╭──

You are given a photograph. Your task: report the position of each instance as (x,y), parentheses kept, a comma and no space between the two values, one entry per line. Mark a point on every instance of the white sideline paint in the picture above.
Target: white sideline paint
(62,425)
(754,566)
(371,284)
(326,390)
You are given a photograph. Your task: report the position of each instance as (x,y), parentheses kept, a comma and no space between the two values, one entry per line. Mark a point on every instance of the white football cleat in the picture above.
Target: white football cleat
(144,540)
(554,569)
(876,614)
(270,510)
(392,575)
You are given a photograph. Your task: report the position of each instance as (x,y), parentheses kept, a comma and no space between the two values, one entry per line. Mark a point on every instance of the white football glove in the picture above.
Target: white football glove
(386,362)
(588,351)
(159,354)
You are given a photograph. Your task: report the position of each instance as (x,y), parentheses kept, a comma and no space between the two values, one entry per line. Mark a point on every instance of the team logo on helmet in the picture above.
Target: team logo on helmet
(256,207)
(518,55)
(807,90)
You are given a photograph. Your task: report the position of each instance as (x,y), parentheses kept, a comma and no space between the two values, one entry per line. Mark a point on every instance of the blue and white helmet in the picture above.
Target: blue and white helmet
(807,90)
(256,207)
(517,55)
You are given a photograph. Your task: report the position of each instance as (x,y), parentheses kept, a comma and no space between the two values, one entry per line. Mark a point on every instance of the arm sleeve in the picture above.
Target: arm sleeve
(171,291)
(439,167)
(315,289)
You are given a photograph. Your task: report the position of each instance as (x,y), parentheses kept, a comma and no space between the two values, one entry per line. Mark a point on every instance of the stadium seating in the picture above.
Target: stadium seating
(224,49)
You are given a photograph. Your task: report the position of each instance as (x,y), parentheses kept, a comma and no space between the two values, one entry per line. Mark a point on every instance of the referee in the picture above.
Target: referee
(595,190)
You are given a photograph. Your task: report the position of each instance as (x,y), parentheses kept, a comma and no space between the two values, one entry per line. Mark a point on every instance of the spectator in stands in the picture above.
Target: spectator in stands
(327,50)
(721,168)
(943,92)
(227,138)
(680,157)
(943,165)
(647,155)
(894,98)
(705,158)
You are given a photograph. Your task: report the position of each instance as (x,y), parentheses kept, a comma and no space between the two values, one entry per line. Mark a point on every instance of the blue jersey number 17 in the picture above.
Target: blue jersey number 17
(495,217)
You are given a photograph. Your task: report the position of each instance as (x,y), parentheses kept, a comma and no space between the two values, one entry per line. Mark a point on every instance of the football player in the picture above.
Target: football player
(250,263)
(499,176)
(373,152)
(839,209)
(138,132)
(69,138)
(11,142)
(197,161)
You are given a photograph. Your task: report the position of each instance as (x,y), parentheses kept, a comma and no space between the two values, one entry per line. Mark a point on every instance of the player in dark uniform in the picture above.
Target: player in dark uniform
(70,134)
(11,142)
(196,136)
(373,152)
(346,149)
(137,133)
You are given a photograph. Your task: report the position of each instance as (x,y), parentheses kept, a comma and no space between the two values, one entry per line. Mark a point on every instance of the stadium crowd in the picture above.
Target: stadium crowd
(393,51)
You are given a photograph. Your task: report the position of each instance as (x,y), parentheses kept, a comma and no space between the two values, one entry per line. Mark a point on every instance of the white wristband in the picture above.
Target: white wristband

╰──

Task statement →
Write out every line above again, word for word, without changing or leaving anything out.

Expected answer →
You are given a photograph. Your task: report the position of each instance as (x,y), parentheses kept, a comma and no space between the two values, one entry per line. Mark a point on every instance of the white sideline paint in the picture above.
Target: white sideline paint
(62,425)
(754,566)
(371,284)
(326,390)
You are given a photograph. Your task: report the position of each instance as (x,y), parentheses kept, a comma and no space between the two values, one entry per line. Mark a point on every instance of the white football cleat in the picture above.
Target: white football cleat
(144,540)
(554,569)
(876,614)
(270,510)
(392,575)
You are given a photograph. Your task: report the position of each instance as (x,y), parentheses kept, a comma and no space between the two values, one entry per line. Mark a point on every instance of the white football glove in the picture above.
Target: white football glove
(386,362)
(588,351)
(159,354)
You are given a photograph. Your task: report the position of each instance as (x,y), parentheses kept, a comma and no space between the two values, one entry per line. Mark a point on every instance of the team logo on helmet in the picture above.
Target: team logo on helmet
(256,207)
(518,55)
(807,90)
You are given a photograph. Your task: report the position of each instance as (x,y), parentheses kept, a comma and no space between the two values, one entry per line. Mark a point on every instance of the blue and white helmet in the picture above.
Target: blue and white helmet
(807,90)
(256,207)
(517,55)
You are given a photograph. Your task: report the position of each instance as (x,y), parentheses kept, a comma and no space between the two values, one entry per line. Mark a point on every instance of the arm sleeve in the picture above.
Target: arm sleeve
(171,291)
(439,167)
(315,289)
You are given a photograph. Your task: report the position of each instance as (x,y), parentheses kept, a comma and no space between the two values, one entry per line. Mark a point on every instance of the stadium seating in the picture above.
Target: stadium seating
(224,49)
You are given a photograph. Your task: report the position of each instance as (x,y), parentheses kept, a comma and no space between the two values, one entry per line. Mark a point on every instance of the referee in the picture above.
Target: referee
(595,190)
You are given a photograph. Your task: report the position of each instance as (x,y), parentheses kept, a comma and no space between the two values, one entry per line. Mark a point on every instance of the spectator in stands in the picture above.
Target: spectator in stands
(327,50)
(721,168)
(943,92)
(227,138)
(680,157)
(943,165)
(647,155)
(894,98)
(705,158)
You are given a photograph. Your task: report the position of each instance as (x,y), parentheses kept, a comma and no space between the two values, one entry per line. Mark a point on every instance of the blue jersey number 17 in the picture above.
Target: blue jersey number 17
(495,217)
You are given a photograph. Your task: report the position of each instance as (x,y), parentheses kept, a comma and no space between the two values, one entry per line. Mark a point on every instance of the football player in the picture above.
Target: football player
(250,263)
(499,176)
(373,152)
(839,209)
(138,132)
(69,138)
(11,142)
(197,161)
You are given a photograph. Your task: report the position of each instance as (x,y), parentheses kept, a comma and no space between the two values, one entry per line. Mark a point on every instance of the player in dark uniform in the picture above.
Target: player in dark uniform
(70,134)
(11,142)
(196,136)
(373,152)
(346,149)
(137,133)
You are given a photograph. Your task: report the position of each instance as (x,y), parentheses kept, a comma and no space between the two values, one entry per line. Mark a point on every instance of the stadium crowd in the picture above.
Target: stadium crowd
(393,51)
You are given a photograph. Your task: report the position of each instance as (x,y), parentheses kept, a comma and no space between the two values, one entry per line. Mark a point on every instance of the white wristband in the picture above.
Target: white wristband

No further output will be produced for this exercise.